= Rapid shallow breathing index =

Medical index

The rapid shallow breathing index (RSBI) or Yang Tobin index is a tool that is used in the weaning of mechanical ventilation on intensive care units. The RSBI is defined as the ratio of respiratory frequency to tidal volume (f/VT). People on a ventilator who cannot tolerate independent breathing tend to breathe rapidly (high frequency) and shallowly (low tidal volume), and will therefore have a high RSBI. The index was introduced in 1991 by Karl Yang and Martin J. Tobin.

== Equation ==
$RSBI = \frac{f}{V_T}$

where

$f$ is the respiratory rate (breaths/minute)

$V_T$ is the tidal volume (liters)

== Measurement ==
In the original study, measurement was done with a handheld spirometer attached to the endotracheal tube while a patient breathes room air for one minute without any ventilator assistance. In contemporary ICUs, RSBI is often assessed while a patient is on Pressure Support Ventilation during a Spontaneous Breathing Trial.

== Example ==
As an example, a patient who has a respiratory rate of 25 breaths/min and an average tidal volume of 250 mL/breath has an RSBI = (25 breaths/min)/(0.25 L) = 100 breaths/min/L.

In contrast, the 'average' patient breathing 12 breaths/min, with a tidal volume of 420 mL/breath (70kg x 6 mL/kg) would have an RSBI = (12 breaths/min)/(.420 L) = 28 breaths/min/L.

The higher the RSBI, the more distressed the patient is generally considered to be.

== History ==
The concept was introduced in a 1991 paper by physicians Karl Yang and Martin J. Tobin from the University of Texas Health Science Center at Houston and Stritch School of Medicine at Loyola University in Chicago. It was a small single center trial that used 100 patients (n=36 derivation cohort, n=64 validation cohort).

== Weaning readiness ==
A RSBI score of less than 65 indicating a relatively low respiratory rate compared to tidal volume is generally considered as an indication of weaning readiness.
A patient with a rapid shallow breathing index (RSBI) of less than 105 has an approximately 80% chance of being successfully extubated, whereas an RSBI of greater than 105 virtually guarantees weaning failure.
Other criteria that have been suggested for a successful weaning trial include the ability to (1) tolerate a Spontaneous breathing trial for 30 minutes (in most patients, SBT failure will occur within approximately 20 minutes), (2) maintain a respiration rate of less than 35/min, and (3) keep an oxygen saturation of 90% without arrhythmias; sudden increases in heart rate and blood pressure; or development of respiratory distress, diaphoresis, or anxiety. Once the SBT is tolerated, the ability to clear secretions, a decreasing secretion burden, and a patent upper airway are other criteria that should be met to increase extubation success.
Patients should be assessed daily for their readiness to be weaned from mechanical ventilation by withdrawing sedation and performing a spontaneous breathing trial.

# DATA TO EXAMINE
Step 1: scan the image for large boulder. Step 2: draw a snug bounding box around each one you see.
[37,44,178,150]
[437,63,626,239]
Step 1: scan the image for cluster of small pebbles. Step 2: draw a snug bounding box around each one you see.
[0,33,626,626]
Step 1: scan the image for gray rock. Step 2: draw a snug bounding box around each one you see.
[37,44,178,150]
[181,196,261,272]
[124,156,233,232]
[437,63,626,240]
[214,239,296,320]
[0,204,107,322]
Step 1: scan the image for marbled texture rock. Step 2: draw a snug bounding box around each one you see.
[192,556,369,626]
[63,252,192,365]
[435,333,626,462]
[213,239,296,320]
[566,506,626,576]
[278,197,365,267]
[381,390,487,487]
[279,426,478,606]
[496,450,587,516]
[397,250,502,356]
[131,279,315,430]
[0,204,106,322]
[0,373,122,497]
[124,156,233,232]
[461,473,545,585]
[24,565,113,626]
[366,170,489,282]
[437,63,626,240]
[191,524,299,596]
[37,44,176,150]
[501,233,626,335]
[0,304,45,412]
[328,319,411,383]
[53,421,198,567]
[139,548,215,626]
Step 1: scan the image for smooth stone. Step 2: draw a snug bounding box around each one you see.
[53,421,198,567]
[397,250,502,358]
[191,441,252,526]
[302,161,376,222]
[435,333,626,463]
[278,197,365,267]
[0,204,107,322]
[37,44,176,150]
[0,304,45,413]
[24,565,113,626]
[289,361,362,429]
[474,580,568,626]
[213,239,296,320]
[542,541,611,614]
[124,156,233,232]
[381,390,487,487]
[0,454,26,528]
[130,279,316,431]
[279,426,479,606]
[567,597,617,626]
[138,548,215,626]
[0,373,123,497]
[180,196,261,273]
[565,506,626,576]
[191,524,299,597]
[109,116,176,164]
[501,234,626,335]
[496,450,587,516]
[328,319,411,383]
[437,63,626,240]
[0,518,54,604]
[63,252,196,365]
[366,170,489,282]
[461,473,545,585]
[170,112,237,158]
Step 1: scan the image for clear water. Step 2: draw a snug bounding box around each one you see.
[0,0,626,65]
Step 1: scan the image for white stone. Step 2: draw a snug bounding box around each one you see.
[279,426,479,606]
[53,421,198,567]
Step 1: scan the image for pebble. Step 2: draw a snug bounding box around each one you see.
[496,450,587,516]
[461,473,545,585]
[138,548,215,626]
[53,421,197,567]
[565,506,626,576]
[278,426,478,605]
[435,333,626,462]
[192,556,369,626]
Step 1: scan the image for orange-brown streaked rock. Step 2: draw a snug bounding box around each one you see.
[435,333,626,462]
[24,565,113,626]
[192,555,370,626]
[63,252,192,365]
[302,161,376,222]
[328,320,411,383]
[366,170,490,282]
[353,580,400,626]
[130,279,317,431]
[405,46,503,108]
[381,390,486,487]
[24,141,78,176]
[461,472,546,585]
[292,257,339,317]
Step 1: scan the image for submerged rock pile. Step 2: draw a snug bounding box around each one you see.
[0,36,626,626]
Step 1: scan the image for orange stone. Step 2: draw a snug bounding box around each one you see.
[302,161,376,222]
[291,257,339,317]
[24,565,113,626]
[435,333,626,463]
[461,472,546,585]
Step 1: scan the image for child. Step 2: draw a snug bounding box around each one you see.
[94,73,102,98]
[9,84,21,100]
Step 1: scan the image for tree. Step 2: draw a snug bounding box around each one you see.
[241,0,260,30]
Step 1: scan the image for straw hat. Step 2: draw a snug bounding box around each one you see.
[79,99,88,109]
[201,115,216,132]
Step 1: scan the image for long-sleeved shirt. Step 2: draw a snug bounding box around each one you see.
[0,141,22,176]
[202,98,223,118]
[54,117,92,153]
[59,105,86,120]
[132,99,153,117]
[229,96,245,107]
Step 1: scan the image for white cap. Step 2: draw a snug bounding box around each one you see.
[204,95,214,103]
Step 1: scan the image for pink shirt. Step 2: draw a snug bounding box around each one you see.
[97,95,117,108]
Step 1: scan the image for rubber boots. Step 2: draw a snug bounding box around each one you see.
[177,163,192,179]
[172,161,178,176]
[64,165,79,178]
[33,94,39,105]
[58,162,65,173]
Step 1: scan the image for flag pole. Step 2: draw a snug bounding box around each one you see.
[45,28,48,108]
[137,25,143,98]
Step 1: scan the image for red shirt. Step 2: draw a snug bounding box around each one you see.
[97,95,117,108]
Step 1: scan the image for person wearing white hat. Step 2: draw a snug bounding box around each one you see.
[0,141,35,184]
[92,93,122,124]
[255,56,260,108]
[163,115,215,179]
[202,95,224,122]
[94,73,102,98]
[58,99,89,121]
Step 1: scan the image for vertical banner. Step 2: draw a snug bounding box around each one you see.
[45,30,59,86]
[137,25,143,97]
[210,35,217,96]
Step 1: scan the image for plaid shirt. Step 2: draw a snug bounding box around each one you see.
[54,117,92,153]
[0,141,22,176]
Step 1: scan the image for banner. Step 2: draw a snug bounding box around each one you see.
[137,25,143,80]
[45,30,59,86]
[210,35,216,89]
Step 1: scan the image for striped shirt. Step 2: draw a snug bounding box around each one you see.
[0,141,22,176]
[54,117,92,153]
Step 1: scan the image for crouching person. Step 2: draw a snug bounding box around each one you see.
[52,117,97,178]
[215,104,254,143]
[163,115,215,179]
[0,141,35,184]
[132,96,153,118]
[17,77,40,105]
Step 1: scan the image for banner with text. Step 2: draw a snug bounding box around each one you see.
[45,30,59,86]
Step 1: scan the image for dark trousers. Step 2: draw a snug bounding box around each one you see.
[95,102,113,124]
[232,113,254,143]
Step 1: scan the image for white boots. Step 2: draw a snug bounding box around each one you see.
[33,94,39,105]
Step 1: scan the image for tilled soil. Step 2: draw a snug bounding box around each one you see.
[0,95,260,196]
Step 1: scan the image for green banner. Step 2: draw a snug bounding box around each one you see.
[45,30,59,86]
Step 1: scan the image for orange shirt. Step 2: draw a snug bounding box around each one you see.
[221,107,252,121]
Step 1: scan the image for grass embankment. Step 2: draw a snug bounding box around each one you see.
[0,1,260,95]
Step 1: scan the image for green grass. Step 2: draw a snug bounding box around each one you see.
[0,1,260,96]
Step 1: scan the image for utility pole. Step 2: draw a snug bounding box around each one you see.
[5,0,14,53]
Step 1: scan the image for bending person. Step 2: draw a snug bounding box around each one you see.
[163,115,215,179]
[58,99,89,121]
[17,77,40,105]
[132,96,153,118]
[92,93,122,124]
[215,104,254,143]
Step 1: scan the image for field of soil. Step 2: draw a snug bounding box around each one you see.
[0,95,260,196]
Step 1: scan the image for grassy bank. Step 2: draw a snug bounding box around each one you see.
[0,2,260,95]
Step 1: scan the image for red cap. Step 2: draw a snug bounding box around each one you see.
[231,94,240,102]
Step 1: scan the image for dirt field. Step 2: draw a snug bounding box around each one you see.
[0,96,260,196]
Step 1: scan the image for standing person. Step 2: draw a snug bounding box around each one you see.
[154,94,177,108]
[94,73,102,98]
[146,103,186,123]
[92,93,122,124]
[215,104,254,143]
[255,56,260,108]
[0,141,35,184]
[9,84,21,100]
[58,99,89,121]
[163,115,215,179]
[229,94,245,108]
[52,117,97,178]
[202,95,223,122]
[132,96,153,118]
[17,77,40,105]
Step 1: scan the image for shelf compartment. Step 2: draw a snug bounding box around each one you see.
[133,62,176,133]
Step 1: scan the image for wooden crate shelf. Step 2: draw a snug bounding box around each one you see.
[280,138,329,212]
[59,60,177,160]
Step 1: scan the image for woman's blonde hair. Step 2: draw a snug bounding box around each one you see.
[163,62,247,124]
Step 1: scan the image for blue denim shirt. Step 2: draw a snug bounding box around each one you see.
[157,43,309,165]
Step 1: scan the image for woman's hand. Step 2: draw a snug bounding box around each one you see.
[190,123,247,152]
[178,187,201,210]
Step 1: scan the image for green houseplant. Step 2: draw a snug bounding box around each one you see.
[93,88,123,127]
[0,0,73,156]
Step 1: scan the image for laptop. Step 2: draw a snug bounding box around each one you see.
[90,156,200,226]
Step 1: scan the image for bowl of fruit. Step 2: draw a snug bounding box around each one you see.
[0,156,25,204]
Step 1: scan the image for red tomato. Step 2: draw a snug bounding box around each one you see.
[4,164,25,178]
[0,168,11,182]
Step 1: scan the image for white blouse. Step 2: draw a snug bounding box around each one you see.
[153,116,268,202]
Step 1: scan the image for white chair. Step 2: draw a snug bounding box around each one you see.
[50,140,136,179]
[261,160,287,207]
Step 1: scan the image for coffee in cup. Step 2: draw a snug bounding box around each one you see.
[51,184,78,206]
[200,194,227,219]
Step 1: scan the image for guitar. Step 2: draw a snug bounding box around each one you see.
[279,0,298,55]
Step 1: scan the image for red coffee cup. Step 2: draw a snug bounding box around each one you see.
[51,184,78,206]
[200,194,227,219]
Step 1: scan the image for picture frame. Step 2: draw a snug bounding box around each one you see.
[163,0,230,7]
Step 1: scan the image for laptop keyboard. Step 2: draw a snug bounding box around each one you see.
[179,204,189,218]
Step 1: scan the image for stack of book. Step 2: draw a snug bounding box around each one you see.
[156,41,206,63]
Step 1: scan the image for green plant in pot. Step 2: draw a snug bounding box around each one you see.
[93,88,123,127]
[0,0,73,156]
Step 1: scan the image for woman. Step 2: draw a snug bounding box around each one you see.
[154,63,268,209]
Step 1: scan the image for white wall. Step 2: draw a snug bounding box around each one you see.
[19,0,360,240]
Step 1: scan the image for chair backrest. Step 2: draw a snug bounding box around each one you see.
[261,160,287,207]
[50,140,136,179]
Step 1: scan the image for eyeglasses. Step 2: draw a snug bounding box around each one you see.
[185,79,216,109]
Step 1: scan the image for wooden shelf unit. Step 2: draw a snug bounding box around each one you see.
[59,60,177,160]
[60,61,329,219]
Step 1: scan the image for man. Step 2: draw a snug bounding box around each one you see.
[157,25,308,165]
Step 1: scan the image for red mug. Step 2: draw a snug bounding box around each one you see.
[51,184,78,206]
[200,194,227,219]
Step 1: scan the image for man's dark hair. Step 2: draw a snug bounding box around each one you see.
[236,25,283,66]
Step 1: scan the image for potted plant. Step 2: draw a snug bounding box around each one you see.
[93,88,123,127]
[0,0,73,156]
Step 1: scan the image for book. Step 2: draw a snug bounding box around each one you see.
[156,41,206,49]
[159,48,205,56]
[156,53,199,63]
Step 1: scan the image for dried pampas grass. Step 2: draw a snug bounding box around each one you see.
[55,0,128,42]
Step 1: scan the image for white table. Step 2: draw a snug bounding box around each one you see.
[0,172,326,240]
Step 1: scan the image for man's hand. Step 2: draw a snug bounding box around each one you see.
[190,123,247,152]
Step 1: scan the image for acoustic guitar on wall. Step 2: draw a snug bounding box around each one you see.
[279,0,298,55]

# WORK INSTRUCTION 1
Answer these from the article on the rapid shallow breathing index:
(a) In what year was the index introduced?
(b) In the original study, what device was attached to the endotracheal tube for measurement?
(c) How many patients made up the validation cohort?
# WORK INSTRUCTION 2
Using the article on the rapid shallow breathing index, decide whether each statement agrees with it:
(a) The RSBI is the ratio of tidal volume to respiratory frequency.
(b) An RSBI score below 65 is generally taken as a sign of weaning readiness.
(c) Patients should be assessed weekly for readiness to be weaned from mechanical ventilation.
# WORK INSTRUCTION 3
Carry on the article about the rapid shallow breathing index from its final sentence.

# EXERCISE RESPONSE 1
(a) 1991
(b) A handheld spirometer
(c) 64 patients

# EXERCISE RESPONSE 2
(a) No: "The RSBI is defined as the ratio of respiratory frequency to tidal volume (f/VT)."
(b) Yes: "A RSBI score of less than 65 indicating a relatively low respiratory rate compared to tidal volume is generally considered as an indication of weaning readiness."
(c) No: "Patients should be assessed daily for their readiness to be weaned from mechanical ventilation"

# EXERCISE RESPONSE 3
== Limitations of RSBI ==
Although widely used as a measure of readiness to liberate from mechanical ventilation, RSBI has been criticized due to several limitations.

=== Lack of Specificity and Sensitivity===
In a meta-analysis of 48 studies, RSBI had only moderate sensitivity (83%) and poor specificity (58%), suggesting that patients who are truly ready for extubation might be missed if RSBI alone is used and that a significant number of patients with "acceptable" RSBI values (<105) may still fail extubation.

=== Single-Point Measurement===
RSBI is usually measured at a single time point, often after a short spontaneous breathing trial (SBT). This does not account for fatigue or changes over time, which can be crucial for weaning success.

=== Does Not Consider Work of Breathing===
RSBI only assesses frequency and tidal volume, but ignores inspiratory effort and respiratory muscle workload. A patient with high work of breathing (e.g., using accessory muscles) might still have a normal RSBI.

=== Influence of Ventilator Settings and Support===
Prior ventilator settings can significantly affect the RSBI. Several studies have found marked variations in RSBI when different ventilation strategies (PSV, CPAP, T-piece) were employed.

=== Poor Performance in Certain Patient Populations===
COPD Patients: Chronic airflow limitation can lead to a misleading RSBI. Alternative thresholds (e.g. RSBI < 85) may perform better in people with COPD.

Neuromuscular Disease: These patients may have normal RSBI but still fail extubation due to poor cough or secretion clearance.

Obesity: Altered chest wall mechanics can make RSBI less predictive.

=== Influence of Anxiety and Psychological Factors===
Patients who are anxious or in pain may have a temporarily elevated RSBI due to rapid breathing, even if they are otherwise ready to liberate from mechanical ventilation.